■ **Exercise instructions**:
[A] List every name that Mr. Gray proposes for the group in the chat about naming the adventuring party.
[B] Please pick up the chat about naming the adventuring party after its last message and write what follows.

■ **Document segment**:

Tuesday, February 28, 2012

Day 170 - An Adventuring Party By Any Other Name Would Still Get All The Quests In The Game, Fortunately The Republican Party Knows That All Women Will Vote For Who Their Husbands Instruct Them To, and Call The Minister Of Cosmetics

Mr. Yellow
So since we are officially an adventuring group, should we have a name?
A logo?
A brand?
Something we can market?  lol
9:27 AM Mr. Silver
"Demon Shamers"
9:32 AM Mr. Silver
Logo is a trussed up fiend, with its butt in the air getting kicked, crying.
Though my monk would probably be embarrassed to wear it.
"Although the victory was satisfying, taunting ancients of the spirit realms is neither respectful of their power nor wise in regards to our continued health."
11:06 AMMr. Yellow
Fast and Furrious Five
11:07 AM Mr. Silver
Spelled that way...ew...
11:07 AMMr. Yellow
Furious
11:07 AM Mr. Gray
An image of Vin Diesel in a bear outfit, waving a adult toy out of a speeding car's window comes to mind.....yep....ewww LOL
11:09 AMMr. Yellow
Ok, so that is out for a company name.
11:09 AM Mr. Gray
Personally I kind of giggled at the "Shamed Demon" name.
11:12 AMMr. Yellow
Faerun Fantastic Five
11:13 AM Mr. Gray
How about just "The Five"
"Sorry...we're all full up.....we already have five for "The Five".”
11:15 AM Mr. Silver
"Results"
11:15 AM Mr. Silver
"No one can help me with this situation!"
"You want "Results"."
11:15 AMMr. Yellow
Unorthodox
That is a good marketing slogan, though.
Gold Talks Bullshit Walks Adventuring Company
11:22 AM Mr. Gray
Champions of Courage (CoC) 
11:23 AM Mr. Silver
"Here come those cocs again."
11:31 AM Mr. Gray
Lords of Mystery. We can ride around in a green wagon with "Mystery Machine" painted on the side.
11:34 AM Mr. Silver
"Not Tomato Men"
11:35 AM Mr. Gray
"Monster Busters!" with a dragon with a line through it.

■ **Extracted data**:

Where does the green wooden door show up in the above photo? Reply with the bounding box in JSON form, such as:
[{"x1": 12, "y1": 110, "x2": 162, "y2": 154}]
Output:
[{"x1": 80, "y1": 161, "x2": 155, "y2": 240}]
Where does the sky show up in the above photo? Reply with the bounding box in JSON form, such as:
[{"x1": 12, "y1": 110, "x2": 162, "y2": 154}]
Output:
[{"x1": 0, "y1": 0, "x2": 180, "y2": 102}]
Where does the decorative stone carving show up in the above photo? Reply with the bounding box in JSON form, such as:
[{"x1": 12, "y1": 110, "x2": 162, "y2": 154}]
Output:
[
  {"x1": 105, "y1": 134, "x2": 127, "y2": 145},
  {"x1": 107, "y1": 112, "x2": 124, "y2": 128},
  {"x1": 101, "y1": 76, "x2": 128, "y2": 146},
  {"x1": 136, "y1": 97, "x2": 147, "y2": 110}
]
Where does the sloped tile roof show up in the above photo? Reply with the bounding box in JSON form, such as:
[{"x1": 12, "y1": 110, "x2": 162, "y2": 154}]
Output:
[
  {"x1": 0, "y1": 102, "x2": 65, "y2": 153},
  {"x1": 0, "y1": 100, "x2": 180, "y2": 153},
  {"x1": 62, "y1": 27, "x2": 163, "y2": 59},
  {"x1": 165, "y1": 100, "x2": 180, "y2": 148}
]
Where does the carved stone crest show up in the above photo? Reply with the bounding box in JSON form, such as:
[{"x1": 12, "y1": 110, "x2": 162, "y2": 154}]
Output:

--

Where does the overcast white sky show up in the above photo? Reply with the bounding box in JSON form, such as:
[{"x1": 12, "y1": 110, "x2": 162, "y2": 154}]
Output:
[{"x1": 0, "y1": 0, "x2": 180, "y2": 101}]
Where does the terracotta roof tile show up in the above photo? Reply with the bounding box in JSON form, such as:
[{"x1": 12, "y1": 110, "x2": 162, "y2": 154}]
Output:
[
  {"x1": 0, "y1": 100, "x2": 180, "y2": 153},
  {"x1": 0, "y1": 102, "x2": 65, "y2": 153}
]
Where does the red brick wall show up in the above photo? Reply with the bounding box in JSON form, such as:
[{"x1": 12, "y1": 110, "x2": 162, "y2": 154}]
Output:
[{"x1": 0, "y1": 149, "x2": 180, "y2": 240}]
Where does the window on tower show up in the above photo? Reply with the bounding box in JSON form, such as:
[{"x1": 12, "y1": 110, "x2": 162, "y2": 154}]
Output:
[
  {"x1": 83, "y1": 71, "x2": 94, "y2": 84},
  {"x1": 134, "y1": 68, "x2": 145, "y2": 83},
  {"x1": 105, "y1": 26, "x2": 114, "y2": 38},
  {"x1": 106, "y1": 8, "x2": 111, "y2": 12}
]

* * *

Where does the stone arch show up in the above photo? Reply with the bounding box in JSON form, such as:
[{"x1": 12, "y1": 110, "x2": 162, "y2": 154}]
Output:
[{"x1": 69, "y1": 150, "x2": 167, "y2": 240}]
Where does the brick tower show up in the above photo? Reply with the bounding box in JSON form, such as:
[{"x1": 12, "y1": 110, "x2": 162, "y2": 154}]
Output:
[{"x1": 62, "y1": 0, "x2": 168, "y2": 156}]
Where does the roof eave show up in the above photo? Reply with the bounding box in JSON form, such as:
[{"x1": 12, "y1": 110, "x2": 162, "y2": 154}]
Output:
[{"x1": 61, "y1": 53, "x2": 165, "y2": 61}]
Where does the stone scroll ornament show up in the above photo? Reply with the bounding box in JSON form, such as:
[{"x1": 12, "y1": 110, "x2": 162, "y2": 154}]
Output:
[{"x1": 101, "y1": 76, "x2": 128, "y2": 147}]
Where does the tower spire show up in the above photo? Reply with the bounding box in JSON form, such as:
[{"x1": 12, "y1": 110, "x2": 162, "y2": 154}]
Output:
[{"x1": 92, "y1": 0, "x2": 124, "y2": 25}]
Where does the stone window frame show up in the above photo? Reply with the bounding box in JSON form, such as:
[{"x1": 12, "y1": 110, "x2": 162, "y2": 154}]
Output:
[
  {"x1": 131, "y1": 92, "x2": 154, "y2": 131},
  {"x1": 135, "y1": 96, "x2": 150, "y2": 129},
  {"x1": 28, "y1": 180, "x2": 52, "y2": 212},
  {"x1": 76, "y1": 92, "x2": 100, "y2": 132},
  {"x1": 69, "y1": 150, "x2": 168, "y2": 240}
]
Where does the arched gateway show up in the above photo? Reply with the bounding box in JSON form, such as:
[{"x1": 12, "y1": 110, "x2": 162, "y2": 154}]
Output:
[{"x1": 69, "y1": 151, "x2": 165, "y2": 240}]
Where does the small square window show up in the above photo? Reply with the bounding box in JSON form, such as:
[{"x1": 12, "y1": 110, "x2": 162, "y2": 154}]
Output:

■ **Final results**:
[A]
- "The Five"
- Champions of Courage (CoC)
- Lords of Mystery
- "Monster Busters!"

[B]
11:36 AM Mr. Gray
"Victory by Sheer Luck"
11:37 AM Mr. Silver
"The Random Rollers"
11:37 AM Mr. Gray
"My Dice Hate Me"
11:37 AM Mr. Green
Company of the Bad Dice.... that's not bad
11:39 AM Mr. Silver
"The Cheap Rates With Good Results"
11:40 AM Mr. Silver
"Will Work For Food"
Ok...I'll quit with those.
11:40 AM Mr. Gray
"Will Slay For Gold"
11:43 AM Mr. Green
Evil's End
11:43 AM Mr. Gray
Nah...sounds evil.
11:43 AM Mr. Green
Demon Bondage?
11:44 AM Mr. Gray
LOL
11:44 AM Mr. Green
Demon's Bondage
11:45 AM Mr. Green
The Champions of Demon Bondage
CoDB
11:45 AM Mr. Silver
That sounds like an activist group for Satanic S&M awareness.
I bet their rallies would be interesting.
11:47 AM Mr. Silver
Light In Vile Darkness
Or just drop the "vile".  Light In Darkness
"Light, like candles?" 
"More like even our unscrupulous members aren't that dark." 
"I told you no one would understand it." 
"Shh..." 
12:00 PM Mr. Gray
Lunch...no that’s not a name suggestion.
12:00 PM Mr. Green
LOL
12:00 PM Mr. Silver
I like it
"Lunch"
12:01 PM Mr. Green
The Lunch Eaters
Mess with us, we'll eat your lunch!”
12:45 PM Mr. Green
New Adventurers on the Block
LOL
12:46 PM Mr. Gray
Company of the Severed Thumb
12:53 PM Mr. Silver
Have Thumb Will Travel”
Logo is the thumb...Company name: "You Should See What We Did To The Rest Of Him"
The All Thumbs”
Nah...we'd sound incompetent.
1:18 PMMr. Yellow
Ok, The Jade Dragon
1:19 PM Mr. Gray
I’ve never seen a Jade one.
1:19 PMMr. Yellow
Well then jade is best; no one can confuse the name.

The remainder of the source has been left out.